[Pointing dataset items]

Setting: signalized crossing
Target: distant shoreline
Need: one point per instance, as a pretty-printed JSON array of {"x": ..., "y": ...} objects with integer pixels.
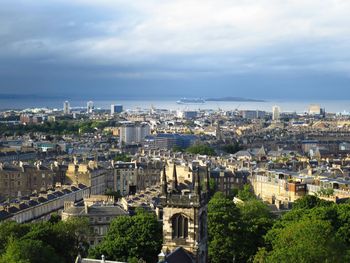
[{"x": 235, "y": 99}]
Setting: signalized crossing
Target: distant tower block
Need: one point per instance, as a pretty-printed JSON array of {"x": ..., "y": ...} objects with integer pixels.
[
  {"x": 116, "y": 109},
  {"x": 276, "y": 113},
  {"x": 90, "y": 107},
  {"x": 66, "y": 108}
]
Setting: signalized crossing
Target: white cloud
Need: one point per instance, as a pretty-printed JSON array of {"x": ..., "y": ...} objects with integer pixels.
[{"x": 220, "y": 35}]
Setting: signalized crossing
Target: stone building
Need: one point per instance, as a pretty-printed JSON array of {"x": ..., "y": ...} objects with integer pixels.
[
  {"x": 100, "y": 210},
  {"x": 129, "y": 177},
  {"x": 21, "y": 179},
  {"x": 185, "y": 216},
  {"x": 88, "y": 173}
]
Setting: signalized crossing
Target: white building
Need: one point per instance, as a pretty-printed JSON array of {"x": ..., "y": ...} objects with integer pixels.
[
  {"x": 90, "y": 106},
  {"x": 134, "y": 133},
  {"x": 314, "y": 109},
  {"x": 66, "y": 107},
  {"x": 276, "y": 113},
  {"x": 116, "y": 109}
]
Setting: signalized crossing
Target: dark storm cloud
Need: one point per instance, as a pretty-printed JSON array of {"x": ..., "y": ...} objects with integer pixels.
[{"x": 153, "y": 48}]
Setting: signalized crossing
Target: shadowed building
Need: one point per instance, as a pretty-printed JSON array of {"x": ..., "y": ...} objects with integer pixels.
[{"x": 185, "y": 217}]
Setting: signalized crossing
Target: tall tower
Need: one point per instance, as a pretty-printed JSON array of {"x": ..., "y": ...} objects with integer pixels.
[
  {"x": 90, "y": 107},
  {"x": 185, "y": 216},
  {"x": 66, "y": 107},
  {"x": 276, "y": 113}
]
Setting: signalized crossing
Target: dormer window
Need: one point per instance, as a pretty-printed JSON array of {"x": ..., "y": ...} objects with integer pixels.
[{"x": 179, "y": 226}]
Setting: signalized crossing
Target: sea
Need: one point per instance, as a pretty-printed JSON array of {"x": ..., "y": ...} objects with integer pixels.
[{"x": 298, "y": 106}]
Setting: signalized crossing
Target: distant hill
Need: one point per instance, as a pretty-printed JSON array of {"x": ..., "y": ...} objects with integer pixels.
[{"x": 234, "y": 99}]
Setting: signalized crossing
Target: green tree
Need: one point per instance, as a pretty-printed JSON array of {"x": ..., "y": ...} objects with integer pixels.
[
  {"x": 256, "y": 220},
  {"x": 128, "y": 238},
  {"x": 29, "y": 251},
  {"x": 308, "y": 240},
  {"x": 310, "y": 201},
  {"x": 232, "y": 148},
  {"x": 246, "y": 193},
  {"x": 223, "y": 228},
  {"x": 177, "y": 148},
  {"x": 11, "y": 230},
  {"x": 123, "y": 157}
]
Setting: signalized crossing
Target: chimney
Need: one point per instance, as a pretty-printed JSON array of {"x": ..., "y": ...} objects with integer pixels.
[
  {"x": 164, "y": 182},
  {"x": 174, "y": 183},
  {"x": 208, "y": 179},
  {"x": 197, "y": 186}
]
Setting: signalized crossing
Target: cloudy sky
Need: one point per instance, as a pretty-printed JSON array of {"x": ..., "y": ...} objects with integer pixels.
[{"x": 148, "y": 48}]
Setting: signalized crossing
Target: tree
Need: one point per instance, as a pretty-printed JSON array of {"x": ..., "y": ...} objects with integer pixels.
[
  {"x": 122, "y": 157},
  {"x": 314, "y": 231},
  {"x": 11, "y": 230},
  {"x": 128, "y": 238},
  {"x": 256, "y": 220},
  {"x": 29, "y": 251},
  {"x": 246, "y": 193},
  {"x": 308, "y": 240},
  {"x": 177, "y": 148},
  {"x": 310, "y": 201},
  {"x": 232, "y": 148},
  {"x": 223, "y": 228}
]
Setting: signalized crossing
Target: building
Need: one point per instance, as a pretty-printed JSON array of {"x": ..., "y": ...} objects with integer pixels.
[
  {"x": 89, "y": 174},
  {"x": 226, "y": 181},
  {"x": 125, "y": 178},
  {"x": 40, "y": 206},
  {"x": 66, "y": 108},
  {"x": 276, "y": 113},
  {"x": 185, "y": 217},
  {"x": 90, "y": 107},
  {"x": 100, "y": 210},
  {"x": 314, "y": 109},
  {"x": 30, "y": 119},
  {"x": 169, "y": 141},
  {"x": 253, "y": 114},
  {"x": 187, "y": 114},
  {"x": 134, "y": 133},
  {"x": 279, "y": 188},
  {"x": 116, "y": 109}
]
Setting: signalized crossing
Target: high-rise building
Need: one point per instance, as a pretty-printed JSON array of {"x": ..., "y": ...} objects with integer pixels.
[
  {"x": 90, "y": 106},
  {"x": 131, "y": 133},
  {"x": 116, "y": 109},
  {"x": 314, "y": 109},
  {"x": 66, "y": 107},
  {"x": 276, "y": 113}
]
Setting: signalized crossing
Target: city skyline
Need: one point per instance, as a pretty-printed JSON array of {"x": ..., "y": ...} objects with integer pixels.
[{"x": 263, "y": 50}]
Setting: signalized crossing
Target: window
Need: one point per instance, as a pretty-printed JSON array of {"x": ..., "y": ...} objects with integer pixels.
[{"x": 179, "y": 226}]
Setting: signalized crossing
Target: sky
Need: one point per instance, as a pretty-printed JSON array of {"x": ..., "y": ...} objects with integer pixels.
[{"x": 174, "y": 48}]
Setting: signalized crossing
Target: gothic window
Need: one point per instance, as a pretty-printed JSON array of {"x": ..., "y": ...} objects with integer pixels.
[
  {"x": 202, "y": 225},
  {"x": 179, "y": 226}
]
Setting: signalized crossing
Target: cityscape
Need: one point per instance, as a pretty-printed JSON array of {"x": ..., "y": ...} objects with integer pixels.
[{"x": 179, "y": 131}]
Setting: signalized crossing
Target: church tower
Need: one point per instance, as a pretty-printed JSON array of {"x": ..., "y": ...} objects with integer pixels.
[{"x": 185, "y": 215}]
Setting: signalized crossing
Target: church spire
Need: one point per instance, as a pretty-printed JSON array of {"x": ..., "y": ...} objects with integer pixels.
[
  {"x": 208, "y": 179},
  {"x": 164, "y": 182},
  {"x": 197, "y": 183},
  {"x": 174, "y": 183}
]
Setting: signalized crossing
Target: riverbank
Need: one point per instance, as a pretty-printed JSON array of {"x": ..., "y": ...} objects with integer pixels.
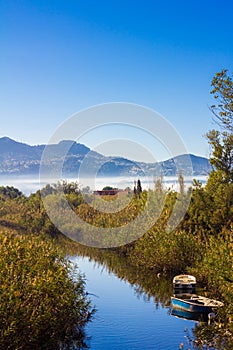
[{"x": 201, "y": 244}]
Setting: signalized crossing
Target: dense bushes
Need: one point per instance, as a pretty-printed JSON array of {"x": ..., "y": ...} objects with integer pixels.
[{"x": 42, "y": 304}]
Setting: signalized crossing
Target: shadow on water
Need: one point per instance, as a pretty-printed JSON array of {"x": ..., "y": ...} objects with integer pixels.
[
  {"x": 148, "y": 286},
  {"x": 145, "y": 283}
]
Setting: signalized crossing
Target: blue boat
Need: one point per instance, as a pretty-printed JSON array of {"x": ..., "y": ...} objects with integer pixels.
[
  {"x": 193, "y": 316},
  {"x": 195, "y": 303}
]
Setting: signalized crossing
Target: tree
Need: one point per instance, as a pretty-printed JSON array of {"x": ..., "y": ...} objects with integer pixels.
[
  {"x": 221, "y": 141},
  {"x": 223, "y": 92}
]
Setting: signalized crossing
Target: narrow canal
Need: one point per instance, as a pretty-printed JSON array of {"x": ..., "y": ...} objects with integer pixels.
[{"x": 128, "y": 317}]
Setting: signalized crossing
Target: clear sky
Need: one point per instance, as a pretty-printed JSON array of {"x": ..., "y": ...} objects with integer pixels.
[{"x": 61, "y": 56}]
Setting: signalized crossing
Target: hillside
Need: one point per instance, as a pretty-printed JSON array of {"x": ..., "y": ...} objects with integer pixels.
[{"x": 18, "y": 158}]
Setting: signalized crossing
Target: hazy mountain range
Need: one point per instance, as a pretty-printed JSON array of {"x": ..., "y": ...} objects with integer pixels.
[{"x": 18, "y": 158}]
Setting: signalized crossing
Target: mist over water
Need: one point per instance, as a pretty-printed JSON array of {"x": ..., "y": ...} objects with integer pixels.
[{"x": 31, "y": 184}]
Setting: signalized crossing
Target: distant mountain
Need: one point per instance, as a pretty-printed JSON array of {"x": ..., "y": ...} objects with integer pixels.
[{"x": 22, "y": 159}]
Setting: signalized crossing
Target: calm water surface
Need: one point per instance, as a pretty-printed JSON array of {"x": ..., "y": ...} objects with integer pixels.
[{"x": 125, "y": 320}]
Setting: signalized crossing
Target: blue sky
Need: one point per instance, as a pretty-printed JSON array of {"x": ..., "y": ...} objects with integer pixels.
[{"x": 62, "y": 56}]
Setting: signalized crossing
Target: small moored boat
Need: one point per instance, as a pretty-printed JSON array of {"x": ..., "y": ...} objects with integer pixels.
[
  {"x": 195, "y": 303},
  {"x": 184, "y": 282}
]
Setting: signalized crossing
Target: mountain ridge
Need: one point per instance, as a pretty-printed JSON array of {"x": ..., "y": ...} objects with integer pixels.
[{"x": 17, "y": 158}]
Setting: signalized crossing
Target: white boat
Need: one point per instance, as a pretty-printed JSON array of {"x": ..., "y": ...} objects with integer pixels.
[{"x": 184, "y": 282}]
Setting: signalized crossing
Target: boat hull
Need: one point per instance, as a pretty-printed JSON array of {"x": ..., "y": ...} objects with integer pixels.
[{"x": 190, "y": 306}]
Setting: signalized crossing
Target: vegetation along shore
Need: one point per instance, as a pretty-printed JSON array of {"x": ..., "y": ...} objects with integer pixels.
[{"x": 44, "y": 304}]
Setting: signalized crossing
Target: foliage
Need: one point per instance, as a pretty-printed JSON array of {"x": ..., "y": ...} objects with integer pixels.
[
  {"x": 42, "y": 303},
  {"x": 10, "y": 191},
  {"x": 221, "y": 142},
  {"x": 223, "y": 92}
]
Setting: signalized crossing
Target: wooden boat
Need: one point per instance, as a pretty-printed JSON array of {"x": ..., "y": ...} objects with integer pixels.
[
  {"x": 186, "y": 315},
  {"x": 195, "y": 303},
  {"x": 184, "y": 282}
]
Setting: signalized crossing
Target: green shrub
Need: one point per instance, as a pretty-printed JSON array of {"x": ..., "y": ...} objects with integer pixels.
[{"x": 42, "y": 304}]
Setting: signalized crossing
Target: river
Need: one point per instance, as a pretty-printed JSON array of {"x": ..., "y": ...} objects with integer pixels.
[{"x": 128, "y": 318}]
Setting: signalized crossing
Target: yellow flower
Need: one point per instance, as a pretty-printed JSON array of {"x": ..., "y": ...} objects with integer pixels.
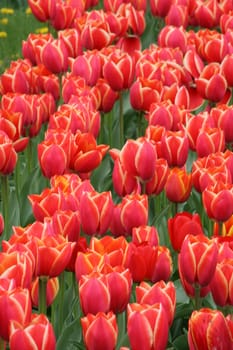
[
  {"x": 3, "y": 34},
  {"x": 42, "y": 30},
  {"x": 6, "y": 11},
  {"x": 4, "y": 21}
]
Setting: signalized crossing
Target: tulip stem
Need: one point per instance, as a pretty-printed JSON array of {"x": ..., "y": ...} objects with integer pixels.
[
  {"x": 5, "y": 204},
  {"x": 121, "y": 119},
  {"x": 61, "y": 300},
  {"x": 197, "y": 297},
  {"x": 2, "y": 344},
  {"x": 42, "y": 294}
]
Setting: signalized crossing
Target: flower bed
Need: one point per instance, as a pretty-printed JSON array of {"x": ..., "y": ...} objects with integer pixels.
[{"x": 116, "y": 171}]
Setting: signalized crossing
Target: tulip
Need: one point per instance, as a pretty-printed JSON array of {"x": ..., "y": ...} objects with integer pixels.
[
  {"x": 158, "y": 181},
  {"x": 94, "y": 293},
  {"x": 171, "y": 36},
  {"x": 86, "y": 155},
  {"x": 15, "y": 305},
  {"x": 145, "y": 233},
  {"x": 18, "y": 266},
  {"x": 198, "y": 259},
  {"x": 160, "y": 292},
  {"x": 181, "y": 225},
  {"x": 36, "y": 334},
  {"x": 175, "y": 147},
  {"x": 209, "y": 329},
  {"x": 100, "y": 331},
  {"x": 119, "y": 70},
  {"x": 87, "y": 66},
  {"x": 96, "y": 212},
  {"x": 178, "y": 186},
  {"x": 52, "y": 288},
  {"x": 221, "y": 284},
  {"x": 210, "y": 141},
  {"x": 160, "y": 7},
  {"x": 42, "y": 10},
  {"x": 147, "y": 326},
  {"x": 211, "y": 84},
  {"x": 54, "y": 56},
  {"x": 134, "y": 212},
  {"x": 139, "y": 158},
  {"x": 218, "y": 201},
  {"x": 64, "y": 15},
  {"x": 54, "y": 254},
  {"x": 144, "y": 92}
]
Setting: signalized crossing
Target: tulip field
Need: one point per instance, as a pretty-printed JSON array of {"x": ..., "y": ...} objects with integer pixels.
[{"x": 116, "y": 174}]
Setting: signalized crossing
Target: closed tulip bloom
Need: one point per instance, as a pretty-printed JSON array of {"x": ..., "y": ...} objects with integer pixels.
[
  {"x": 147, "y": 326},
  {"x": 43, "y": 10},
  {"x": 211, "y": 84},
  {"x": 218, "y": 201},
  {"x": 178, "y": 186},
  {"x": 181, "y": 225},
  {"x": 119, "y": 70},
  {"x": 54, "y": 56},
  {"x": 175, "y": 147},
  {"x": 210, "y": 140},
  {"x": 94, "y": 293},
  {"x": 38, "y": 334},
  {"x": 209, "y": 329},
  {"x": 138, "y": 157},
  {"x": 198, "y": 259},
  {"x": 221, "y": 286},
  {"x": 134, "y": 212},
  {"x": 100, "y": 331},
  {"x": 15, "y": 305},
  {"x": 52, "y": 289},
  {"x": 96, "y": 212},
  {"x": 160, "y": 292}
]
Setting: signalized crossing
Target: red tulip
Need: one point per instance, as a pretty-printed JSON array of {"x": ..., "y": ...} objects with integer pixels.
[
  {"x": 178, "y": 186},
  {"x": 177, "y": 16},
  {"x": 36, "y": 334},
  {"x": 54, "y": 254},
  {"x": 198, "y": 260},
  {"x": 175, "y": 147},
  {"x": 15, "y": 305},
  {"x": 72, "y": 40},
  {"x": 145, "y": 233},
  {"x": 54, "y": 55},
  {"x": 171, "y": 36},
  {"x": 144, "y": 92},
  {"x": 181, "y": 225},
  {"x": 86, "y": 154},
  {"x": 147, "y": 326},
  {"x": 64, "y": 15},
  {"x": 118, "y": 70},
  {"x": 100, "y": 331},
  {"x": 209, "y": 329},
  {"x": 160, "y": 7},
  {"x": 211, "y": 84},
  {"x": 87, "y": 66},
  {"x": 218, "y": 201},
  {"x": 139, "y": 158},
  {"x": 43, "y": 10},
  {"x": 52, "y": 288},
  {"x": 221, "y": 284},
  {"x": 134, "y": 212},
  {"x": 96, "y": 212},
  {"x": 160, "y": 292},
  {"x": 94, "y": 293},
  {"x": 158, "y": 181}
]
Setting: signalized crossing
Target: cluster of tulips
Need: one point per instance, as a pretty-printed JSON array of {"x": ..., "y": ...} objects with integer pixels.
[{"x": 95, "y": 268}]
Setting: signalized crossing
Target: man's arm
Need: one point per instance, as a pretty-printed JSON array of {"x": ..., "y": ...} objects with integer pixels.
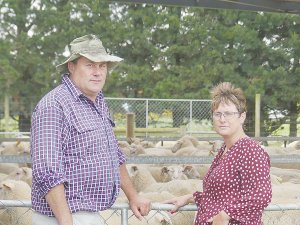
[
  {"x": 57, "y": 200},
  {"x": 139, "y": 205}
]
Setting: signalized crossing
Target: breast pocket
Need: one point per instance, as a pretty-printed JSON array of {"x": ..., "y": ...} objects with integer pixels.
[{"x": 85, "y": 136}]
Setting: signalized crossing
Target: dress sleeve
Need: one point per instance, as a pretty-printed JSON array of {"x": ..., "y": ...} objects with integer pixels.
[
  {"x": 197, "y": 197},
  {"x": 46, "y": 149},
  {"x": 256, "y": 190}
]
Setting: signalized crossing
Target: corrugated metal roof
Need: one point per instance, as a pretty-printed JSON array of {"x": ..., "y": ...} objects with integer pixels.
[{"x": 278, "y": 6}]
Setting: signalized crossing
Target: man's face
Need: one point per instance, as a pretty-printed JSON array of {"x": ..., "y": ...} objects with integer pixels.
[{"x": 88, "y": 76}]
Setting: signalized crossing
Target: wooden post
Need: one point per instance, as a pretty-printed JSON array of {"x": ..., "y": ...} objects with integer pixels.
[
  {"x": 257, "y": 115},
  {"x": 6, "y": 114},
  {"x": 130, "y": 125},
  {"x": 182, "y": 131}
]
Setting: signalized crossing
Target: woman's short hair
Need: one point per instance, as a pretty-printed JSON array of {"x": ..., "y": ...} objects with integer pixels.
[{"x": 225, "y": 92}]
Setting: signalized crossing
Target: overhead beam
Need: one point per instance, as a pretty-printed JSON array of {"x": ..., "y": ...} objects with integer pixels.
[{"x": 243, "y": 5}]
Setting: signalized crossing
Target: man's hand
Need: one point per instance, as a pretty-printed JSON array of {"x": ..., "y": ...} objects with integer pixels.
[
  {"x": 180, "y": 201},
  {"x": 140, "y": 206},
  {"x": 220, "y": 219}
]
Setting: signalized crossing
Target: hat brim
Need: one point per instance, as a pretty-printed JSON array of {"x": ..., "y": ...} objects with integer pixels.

Task directions. Show every line of the items above that contains the word "boat", copying each line in full.

Solution to the exercise.
Target: blue boat
Target: small moored boat
Target: white boat
Target: boat hull
Target: wooden boat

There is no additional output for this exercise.